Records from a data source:
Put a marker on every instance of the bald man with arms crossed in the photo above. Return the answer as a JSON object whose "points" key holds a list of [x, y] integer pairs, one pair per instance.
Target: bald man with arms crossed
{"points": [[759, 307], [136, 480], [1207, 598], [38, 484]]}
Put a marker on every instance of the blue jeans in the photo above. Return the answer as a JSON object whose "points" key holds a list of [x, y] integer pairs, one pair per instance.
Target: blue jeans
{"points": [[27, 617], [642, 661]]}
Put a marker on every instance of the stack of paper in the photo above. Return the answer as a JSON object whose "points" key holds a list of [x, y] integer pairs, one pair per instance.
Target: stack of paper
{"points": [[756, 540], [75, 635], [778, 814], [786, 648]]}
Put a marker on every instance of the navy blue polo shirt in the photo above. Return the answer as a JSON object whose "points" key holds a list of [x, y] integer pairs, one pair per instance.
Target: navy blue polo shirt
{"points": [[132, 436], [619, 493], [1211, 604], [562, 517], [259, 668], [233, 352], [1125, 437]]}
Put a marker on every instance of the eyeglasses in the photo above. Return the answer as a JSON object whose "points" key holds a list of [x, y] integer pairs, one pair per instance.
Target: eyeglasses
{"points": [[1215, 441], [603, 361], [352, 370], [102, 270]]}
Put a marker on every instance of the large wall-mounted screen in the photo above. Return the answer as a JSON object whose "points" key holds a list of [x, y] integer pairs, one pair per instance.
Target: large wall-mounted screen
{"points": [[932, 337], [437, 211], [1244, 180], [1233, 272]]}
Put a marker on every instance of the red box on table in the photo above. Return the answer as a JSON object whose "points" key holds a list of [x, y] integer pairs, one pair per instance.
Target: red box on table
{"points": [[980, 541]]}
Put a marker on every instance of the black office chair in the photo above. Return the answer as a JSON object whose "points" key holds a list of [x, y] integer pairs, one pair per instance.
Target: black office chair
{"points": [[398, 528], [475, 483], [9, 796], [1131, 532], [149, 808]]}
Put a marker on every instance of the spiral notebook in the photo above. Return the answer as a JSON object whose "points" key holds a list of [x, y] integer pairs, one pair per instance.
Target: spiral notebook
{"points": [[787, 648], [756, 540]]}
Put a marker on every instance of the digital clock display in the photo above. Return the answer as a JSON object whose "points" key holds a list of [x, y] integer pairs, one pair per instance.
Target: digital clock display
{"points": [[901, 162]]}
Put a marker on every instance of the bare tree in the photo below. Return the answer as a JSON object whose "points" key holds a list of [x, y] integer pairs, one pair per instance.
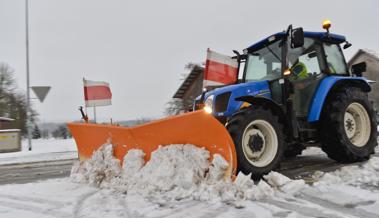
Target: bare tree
{"points": [[13, 103]]}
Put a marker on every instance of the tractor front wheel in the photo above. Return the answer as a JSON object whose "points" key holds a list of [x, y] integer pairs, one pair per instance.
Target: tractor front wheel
{"points": [[258, 137], [348, 126]]}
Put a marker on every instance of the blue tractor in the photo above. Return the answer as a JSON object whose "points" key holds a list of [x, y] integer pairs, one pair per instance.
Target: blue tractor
{"points": [[296, 90]]}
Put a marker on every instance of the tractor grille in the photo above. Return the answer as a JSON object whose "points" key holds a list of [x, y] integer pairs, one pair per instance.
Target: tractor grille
{"points": [[221, 102]]}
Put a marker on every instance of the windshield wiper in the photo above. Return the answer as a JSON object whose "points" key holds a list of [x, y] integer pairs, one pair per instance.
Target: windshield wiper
{"points": [[275, 55]]}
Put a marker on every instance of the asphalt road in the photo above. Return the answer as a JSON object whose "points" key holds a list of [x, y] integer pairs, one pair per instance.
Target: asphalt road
{"points": [[30, 172], [299, 167]]}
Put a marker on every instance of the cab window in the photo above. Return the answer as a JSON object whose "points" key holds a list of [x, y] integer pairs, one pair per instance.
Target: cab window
{"points": [[335, 61], [264, 64]]}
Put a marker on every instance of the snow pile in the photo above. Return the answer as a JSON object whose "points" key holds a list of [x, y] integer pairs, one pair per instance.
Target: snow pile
{"points": [[102, 168], [176, 172], [364, 175]]}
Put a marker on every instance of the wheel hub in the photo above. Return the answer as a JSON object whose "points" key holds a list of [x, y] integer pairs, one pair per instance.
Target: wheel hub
{"points": [[256, 143], [357, 124], [350, 125]]}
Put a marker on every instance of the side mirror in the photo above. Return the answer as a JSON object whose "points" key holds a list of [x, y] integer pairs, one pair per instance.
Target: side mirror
{"points": [[358, 69], [297, 38]]}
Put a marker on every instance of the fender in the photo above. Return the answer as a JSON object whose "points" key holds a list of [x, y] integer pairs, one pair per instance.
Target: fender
{"points": [[326, 86]]}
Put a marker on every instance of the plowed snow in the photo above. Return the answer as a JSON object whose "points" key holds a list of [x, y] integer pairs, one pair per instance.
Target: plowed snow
{"points": [[175, 172]]}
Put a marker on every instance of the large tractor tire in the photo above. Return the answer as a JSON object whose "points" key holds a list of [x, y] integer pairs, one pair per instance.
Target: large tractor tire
{"points": [[348, 130], [258, 137]]}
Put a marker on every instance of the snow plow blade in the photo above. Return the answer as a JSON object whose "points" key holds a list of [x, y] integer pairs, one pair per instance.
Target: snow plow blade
{"points": [[197, 128]]}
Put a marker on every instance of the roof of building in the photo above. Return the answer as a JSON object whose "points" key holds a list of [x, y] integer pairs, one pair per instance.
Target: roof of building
{"points": [[321, 35], [367, 52], [195, 72]]}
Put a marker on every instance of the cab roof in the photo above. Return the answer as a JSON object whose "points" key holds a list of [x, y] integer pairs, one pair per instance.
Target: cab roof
{"points": [[333, 38]]}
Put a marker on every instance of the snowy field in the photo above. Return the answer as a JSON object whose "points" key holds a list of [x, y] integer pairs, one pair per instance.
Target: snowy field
{"points": [[100, 188], [42, 150]]}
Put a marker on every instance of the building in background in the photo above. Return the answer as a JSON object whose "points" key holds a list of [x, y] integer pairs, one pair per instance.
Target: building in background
{"points": [[10, 139], [372, 73]]}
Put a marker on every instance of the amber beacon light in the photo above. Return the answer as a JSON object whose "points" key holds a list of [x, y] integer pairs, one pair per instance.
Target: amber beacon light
{"points": [[326, 24]]}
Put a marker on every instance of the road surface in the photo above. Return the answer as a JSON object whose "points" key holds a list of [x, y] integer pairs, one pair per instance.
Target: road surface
{"points": [[299, 167]]}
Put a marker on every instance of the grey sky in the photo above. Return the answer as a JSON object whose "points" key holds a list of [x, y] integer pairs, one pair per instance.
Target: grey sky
{"points": [[141, 47]]}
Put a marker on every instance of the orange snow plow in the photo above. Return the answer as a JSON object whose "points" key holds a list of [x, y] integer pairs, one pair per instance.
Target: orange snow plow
{"points": [[198, 128]]}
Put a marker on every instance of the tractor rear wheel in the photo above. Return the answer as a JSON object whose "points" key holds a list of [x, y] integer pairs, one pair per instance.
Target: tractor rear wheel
{"points": [[348, 130], [259, 141]]}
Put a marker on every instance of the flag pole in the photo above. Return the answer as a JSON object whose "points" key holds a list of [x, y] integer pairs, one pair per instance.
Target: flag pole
{"points": [[85, 105], [94, 113]]}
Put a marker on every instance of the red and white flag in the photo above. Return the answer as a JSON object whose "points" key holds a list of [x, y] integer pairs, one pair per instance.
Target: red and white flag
{"points": [[219, 69], [97, 93]]}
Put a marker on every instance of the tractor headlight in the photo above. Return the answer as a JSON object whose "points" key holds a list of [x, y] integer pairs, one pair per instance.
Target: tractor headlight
{"points": [[208, 104]]}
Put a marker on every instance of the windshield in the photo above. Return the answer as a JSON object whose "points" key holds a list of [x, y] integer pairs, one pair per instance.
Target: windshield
{"points": [[264, 64]]}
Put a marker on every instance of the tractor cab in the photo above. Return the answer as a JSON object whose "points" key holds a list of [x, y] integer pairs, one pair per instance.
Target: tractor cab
{"points": [[295, 91], [275, 59]]}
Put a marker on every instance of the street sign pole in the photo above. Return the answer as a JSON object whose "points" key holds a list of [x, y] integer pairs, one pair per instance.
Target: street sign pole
{"points": [[28, 121]]}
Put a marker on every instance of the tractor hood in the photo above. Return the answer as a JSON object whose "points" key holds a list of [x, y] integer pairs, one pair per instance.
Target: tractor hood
{"points": [[224, 99]]}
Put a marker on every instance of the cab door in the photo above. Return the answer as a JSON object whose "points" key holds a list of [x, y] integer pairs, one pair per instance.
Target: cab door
{"points": [[306, 66]]}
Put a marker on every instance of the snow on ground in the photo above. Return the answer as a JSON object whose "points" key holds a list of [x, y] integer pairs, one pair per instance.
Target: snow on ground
{"points": [[153, 190], [42, 150]]}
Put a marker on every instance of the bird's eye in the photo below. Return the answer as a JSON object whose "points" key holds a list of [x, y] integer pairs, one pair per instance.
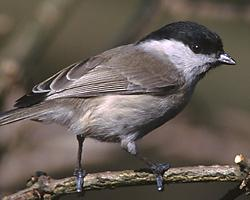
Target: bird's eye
{"points": [[196, 48]]}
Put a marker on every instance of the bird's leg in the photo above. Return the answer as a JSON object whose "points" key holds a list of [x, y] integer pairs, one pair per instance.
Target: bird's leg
{"points": [[157, 168], [79, 172]]}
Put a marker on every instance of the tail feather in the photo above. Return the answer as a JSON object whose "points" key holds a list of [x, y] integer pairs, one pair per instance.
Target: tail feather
{"points": [[18, 114]]}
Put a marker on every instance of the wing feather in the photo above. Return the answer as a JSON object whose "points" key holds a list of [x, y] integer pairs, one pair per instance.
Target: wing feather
{"points": [[110, 72]]}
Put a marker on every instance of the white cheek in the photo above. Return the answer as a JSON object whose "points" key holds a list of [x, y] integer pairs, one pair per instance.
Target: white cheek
{"points": [[189, 63]]}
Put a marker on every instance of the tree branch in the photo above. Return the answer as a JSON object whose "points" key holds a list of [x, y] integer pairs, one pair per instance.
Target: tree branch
{"points": [[48, 188]]}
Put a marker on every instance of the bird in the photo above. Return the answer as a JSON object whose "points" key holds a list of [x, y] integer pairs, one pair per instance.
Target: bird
{"points": [[126, 92]]}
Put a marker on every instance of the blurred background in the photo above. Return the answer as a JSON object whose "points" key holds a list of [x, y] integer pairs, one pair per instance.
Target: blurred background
{"points": [[38, 38]]}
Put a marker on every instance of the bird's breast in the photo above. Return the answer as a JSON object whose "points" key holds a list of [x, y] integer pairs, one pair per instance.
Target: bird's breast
{"points": [[118, 116]]}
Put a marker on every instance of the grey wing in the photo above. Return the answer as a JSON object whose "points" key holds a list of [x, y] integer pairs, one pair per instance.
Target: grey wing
{"points": [[106, 74]]}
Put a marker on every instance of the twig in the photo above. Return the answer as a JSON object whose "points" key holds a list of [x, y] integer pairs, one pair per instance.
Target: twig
{"points": [[49, 188], [243, 187]]}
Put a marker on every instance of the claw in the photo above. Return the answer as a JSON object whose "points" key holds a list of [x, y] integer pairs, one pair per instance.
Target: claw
{"points": [[159, 170], [80, 174]]}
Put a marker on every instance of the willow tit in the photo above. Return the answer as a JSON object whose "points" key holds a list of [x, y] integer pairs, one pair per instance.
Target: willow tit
{"points": [[124, 93]]}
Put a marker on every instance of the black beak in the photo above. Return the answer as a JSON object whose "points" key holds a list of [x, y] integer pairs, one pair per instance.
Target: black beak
{"points": [[224, 58]]}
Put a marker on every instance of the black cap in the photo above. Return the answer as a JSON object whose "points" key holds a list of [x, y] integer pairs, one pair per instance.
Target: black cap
{"points": [[199, 38]]}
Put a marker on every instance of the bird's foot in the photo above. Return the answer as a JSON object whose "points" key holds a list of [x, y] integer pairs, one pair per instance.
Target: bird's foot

__Exercise description__.
Write only the number of lines above in which the word "foot" is found.

__Result below__.
2